Pointing dataset records:
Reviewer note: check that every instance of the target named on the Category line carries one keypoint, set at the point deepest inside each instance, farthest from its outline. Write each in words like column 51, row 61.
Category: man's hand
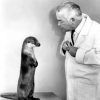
column 67, row 46
column 73, row 51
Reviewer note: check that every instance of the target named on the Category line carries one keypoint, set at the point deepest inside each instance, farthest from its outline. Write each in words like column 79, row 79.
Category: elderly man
column 81, row 47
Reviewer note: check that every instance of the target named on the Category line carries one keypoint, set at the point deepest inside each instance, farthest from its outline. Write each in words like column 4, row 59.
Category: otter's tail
column 9, row 96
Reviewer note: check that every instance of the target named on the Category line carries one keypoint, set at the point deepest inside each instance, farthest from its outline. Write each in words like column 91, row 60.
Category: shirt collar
column 80, row 26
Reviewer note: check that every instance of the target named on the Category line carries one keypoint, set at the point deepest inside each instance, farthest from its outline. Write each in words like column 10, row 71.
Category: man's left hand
column 73, row 51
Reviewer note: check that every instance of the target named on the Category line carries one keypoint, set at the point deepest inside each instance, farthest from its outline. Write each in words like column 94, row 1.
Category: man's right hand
column 66, row 46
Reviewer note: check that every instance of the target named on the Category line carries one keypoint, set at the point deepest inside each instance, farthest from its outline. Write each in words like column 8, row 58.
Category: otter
column 25, row 87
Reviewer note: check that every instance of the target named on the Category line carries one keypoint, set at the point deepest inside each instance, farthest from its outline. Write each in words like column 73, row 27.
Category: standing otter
column 25, row 88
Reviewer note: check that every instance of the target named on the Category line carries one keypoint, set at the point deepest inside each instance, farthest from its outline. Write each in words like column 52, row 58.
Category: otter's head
column 29, row 44
column 32, row 40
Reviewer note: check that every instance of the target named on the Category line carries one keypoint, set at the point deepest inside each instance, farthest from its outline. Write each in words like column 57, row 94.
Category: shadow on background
column 60, row 33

The request
Please duplicate the lines of the material above word for word, from the line with "52, row 58." up to and including the line with "column 32, row 40".

Reply to the task
Reviewer note: check that every instance of the target named on the Category line carries one keypoint, set at the point deepest inside each instance, farthest from its outline. Write each in words like column 52, row 58.
Category: otter's head
column 29, row 44
column 32, row 40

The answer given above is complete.